_GOAL_
Turn every line of the material below into a numbered list, skipping any blank lines.

_PROVIDED INFORMATION_
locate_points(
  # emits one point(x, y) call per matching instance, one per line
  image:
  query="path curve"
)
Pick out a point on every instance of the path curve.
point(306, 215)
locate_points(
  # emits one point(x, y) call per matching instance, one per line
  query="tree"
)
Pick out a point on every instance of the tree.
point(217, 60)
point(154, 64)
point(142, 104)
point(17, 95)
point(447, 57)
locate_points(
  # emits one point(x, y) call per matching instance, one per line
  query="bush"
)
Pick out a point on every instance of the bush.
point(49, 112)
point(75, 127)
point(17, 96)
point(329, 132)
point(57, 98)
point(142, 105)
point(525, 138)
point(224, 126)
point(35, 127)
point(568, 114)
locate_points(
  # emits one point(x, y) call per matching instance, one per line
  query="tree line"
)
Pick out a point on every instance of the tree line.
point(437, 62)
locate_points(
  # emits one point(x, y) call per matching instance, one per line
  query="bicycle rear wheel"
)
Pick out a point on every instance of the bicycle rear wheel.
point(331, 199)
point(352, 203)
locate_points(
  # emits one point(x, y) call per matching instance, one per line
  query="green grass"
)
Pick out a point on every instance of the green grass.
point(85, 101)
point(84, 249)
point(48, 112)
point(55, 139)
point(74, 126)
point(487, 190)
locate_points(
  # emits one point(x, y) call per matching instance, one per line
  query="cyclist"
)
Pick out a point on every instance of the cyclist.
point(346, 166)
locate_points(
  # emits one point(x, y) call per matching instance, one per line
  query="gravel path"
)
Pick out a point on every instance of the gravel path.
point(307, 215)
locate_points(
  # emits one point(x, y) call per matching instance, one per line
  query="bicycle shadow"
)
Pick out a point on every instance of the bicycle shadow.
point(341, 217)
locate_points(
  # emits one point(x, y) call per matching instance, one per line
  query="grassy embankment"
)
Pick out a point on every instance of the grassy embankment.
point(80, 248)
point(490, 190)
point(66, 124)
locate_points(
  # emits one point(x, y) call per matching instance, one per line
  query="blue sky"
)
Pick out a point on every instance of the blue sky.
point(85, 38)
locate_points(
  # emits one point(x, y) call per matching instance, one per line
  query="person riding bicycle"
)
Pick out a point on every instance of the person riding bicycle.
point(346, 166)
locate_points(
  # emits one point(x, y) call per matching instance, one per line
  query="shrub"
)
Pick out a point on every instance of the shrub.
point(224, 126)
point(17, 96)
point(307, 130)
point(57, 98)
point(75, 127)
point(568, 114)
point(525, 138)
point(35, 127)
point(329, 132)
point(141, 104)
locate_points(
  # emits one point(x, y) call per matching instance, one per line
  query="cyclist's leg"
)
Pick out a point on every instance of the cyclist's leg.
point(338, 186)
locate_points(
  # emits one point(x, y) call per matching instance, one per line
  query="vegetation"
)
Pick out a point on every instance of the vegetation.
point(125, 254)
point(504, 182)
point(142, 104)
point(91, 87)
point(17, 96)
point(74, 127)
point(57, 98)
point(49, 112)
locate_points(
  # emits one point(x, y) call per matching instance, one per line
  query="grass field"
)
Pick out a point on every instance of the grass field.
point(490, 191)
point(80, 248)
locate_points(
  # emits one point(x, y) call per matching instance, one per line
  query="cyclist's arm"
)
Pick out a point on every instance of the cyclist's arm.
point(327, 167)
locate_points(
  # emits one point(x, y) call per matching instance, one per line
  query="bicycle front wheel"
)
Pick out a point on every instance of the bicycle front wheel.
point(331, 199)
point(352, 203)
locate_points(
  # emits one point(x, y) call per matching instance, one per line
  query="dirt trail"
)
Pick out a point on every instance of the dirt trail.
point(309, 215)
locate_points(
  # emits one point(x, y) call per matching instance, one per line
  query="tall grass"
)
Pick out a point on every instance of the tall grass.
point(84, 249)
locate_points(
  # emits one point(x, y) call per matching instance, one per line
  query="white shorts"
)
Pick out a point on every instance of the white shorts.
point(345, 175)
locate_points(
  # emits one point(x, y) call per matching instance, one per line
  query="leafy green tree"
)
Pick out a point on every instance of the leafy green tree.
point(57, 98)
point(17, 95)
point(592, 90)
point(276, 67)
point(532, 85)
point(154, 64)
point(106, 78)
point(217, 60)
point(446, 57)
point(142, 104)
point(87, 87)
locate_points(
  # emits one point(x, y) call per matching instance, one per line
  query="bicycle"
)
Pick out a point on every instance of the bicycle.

_ANSWER FOR THIS EXERCISE_
1. locate_points(
2.   # emits one point(x, y) call per matching instance, one per line
3.   image:
4.   query="path curve"
5. )
6. Pick out a point on every instance of the path curve.
7. point(306, 215)
8. locate_points(
9.   # emits one point(x, y) call per matching instance, one per line
10.   query="tree"
11. )
12. Pick out a point on every instance of the tree.
13. point(217, 60)
14. point(154, 64)
15. point(142, 104)
16. point(17, 95)
17. point(447, 57)
18. locate_points(
19.   # emits one point(x, y) call per matching instance, one per line
20.   query="bush"
21. )
22. Pick out a point on every instance of the bush.
23. point(49, 112)
24. point(75, 127)
25. point(17, 96)
26. point(329, 132)
27. point(57, 98)
28. point(142, 105)
29. point(525, 138)
30. point(224, 126)
31. point(35, 127)
32. point(568, 114)
33. locate_points(
34.   # emits one point(x, y) call per matching instance, one per line
35.   query="tree line"
36. )
37. Pick out a point on every instance of the tree line.
38. point(437, 62)
39. locate_points(
40.   # emits one point(x, y) call per matching instance, one per line
41.   query="bicycle rear wheel"
42. )
43. Pick out a point on every instance of the bicycle rear wheel.
44. point(331, 199)
45. point(352, 203)
46. locate_points(
47.   # emits one point(x, y) call per matching instance, one per line
48.   query="green grass"
49. )
50. Pick out a point on every instance of the green grass.
51. point(85, 101)
52. point(84, 249)
53. point(48, 112)
54. point(55, 139)
55. point(74, 126)
56. point(487, 190)
57. locate_points(
58.   # emits one point(x, y) call per matching instance, one per line
59.   query="cyclist"
60. )
61. Pick out a point on every instance of the cyclist.
62. point(346, 166)
63. locate_points(
64.   # emits one point(x, y) call per matching instance, one per line
65.   query="gravel path"
66. )
67. Pick out a point on every instance of the gravel path.
68. point(307, 215)
69. locate_points(
70.   # emits one point(x, y) call per matching instance, one per line
71.   query="bicycle shadow"
72. )
73. Pick out a point on every instance of the bicycle shadow.
74. point(341, 217)
75. locate_points(
76.   # emits one point(x, y) call per matching instance, one per line
77.   query="grassy embankment"
78. )
79. Pick out a point on every instance of the grassy embankment.
80. point(80, 248)
81. point(490, 190)
82. point(66, 124)
83. locate_points(
84.   # emits one point(x, y) call per matching instance, one per line
85.   query="blue sky"
86. )
87. Pick out a point on every instance of the blue sky.
88. point(85, 38)
89. locate_points(
90.   # emits one point(x, y) call per matching instance, one per line
91.   query="person riding bicycle"
92. )
93. Pick out a point on every instance of the person riding bicycle.
94. point(346, 166)
95. locate_points(
96.   # emits one point(x, y) call per matching instance, one per line
97.   query="shrub"
98. )
99. Pick out a point on every instance of the shrub.
100. point(224, 126)
101. point(17, 96)
102. point(307, 130)
103. point(57, 98)
104. point(75, 127)
105. point(568, 114)
106. point(525, 138)
107. point(35, 127)
108. point(329, 132)
109. point(141, 104)
110. locate_points(
111.   # emits one point(x, y) call per matching instance, one per line
112.   query="cyclist's leg"
113. )
114. Pick out a point on every instance of the cyclist's leg.
115. point(338, 186)
116. locate_points(
117.   # emits one point(x, y) call per matching instance, one per line
118.   query="vegetation"
119. )
120. Pick out a point on every instance of the vegetation.
121. point(125, 254)
122. point(504, 182)
123. point(142, 104)
124. point(91, 87)
125. point(17, 96)
126. point(74, 127)
127. point(57, 98)
128. point(49, 112)
129. locate_points(
130.   # emits one point(x, y) call per matching instance, one per line
131.   query="grass field"
132. )
133. Pick out a point on every instance of the grass field.
134. point(490, 191)
135. point(80, 248)
136. locate_points(
137.   # emits one point(x, y) call per matching instance, one per line
138.   query="cyclist's arm"
139. )
140. Pick out a point on every instance of the cyclist's arm.
141. point(327, 167)
142. locate_points(
143.   # emits one point(x, y) call per matching instance, one per line
144.   query="bicycle front wheel"
145. )
146. Pick out a point on every instance of the bicycle front wheel.
147. point(331, 199)
148. point(352, 203)
149. locate_points(
150.   # emits one point(x, y) call per matching instance, one per line
151.   query="dirt trail"
152. )
153. Pick out a point on every instance of the dirt trail.
154. point(309, 215)
155. locate_points(
156.   # emits one point(x, y) call per matching instance, one per line
157.   query="tall grass"
158. )
159. Pick out a point on every instance of the tall grass.
160. point(84, 249)
161. locate_points(
162.   # emits one point(x, y) call per matching instance, one per line
163.   query="white shorts"
164. )
165. Pick out a point on every instance of the white shorts.
166. point(345, 175)
167. locate_points(
168.   # emits one point(x, y) call per matching instance, one per line
169.   query="leafy green tree"
170. )
171. Pick out a point on every instance of the leafy green tree.
172. point(57, 98)
173. point(17, 95)
174. point(592, 90)
175. point(276, 67)
176. point(532, 85)
177. point(154, 64)
178. point(106, 78)
179. point(217, 60)
180. point(446, 57)
181. point(142, 104)
182. point(87, 87)
183. locate_points(
184.   # emits one point(x, y) call per matching instance, one per line
185.   query="bicycle"
186. )
187. Pick out a point on every instance of the bicycle.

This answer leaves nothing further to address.